● Work to be completed:
Supply the number of lines in the data below that hold "instance", and let that number be the whole answer.

━━━━━━━━

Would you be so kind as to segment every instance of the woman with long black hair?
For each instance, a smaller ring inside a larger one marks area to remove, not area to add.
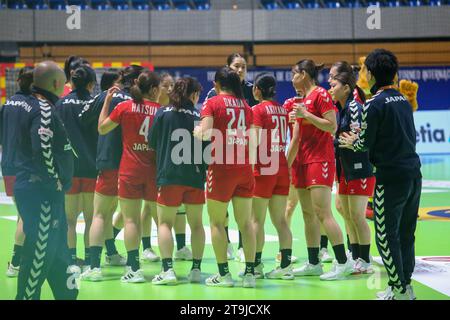
[[[66,192],[65,197],[68,225],[67,242],[71,255],[70,265],[75,267],[77,264],[76,227],[80,213],[83,213],[85,223],[84,265],[90,264],[89,230],[94,214],[94,191],[97,178],[95,156],[98,139],[97,131],[85,128],[78,115],[92,99],[91,94],[97,81],[95,71],[87,65],[72,70],[70,75],[73,90],[56,103],[56,111],[67,129],[72,147],[77,154],[74,159],[72,188]]]
[[[227,66],[231,70],[235,71],[238,74],[239,80],[241,83],[241,90],[242,90],[243,98],[245,99],[245,101],[247,101],[247,104],[250,107],[257,105],[258,101],[253,96],[253,84],[246,80],[246,78],[247,78],[247,61],[246,61],[244,55],[242,55],[240,53],[230,54],[227,57]],[[208,92],[206,100],[208,100],[216,95],[217,95],[217,90],[214,87]],[[231,260],[234,257],[234,250],[233,250],[233,246],[230,242],[230,235],[228,233],[228,222],[229,222],[229,220],[228,220],[228,212],[227,212],[227,221],[225,224],[225,232],[227,234],[227,239],[228,239],[227,256],[228,256],[228,260]],[[245,262],[245,255],[244,255],[244,251],[242,249],[242,235],[241,235],[240,231],[239,231],[238,252],[236,254],[235,259],[238,262]]]
[[[295,106],[297,123],[289,148],[288,163],[292,165],[299,153],[296,187],[302,205],[308,247],[308,262],[293,272],[297,276],[315,275],[320,276],[321,280],[338,280],[351,274],[353,265],[347,260],[342,232],[331,211],[331,188],[336,170],[333,136],[337,129],[337,110],[330,94],[316,84],[322,67],[306,59],[299,61],[292,69],[292,83],[297,90],[305,93],[305,97],[303,104]],[[321,225],[333,245],[337,259],[332,270],[326,274],[323,274],[319,261]]]
[[[356,85],[354,73],[337,73],[330,84],[331,95],[340,107],[337,138],[343,132],[359,132],[363,106],[355,98],[354,90],[358,91],[358,97],[363,101],[365,97],[364,92]],[[371,273],[373,272],[369,255],[371,236],[365,214],[367,202],[375,189],[375,177],[369,153],[337,148],[336,166],[339,181],[337,196],[340,199],[342,216],[348,229],[351,230],[355,271]]]
[[[252,125],[252,110],[243,97],[239,75],[229,67],[223,67],[216,72],[215,89],[218,95],[204,103],[202,121],[194,133],[201,140],[211,140],[214,151],[208,168],[207,199],[219,274],[208,278],[206,285],[234,285],[228,269],[225,232],[227,208],[232,201],[234,216],[242,232],[246,258],[243,286],[253,288],[256,285],[256,238],[251,222],[251,210],[255,179],[250,151],[255,143],[251,134],[247,133]]]
[[[176,284],[177,277],[173,270],[172,228],[179,216],[180,205],[184,205],[191,229],[192,268],[188,279],[200,282],[200,269],[205,247],[205,230],[202,214],[205,203],[206,166],[203,161],[196,161],[196,152],[203,155],[203,148],[195,149],[193,137],[195,122],[200,120],[200,113],[195,105],[200,97],[202,87],[193,78],[176,81],[169,94],[167,107],[158,111],[149,132],[150,148],[156,152],[158,190],[158,243],[162,257],[162,271],[153,279],[153,284]],[[182,142],[173,138],[182,134]],[[187,140],[185,140],[187,139]],[[174,158],[176,148],[183,143],[182,163]],[[190,155],[190,156],[189,156]],[[187,158],[186,158],[187,157]],[[202,158],[201,158],[202,159]]]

━━━━━━━━

● Exercise output:
2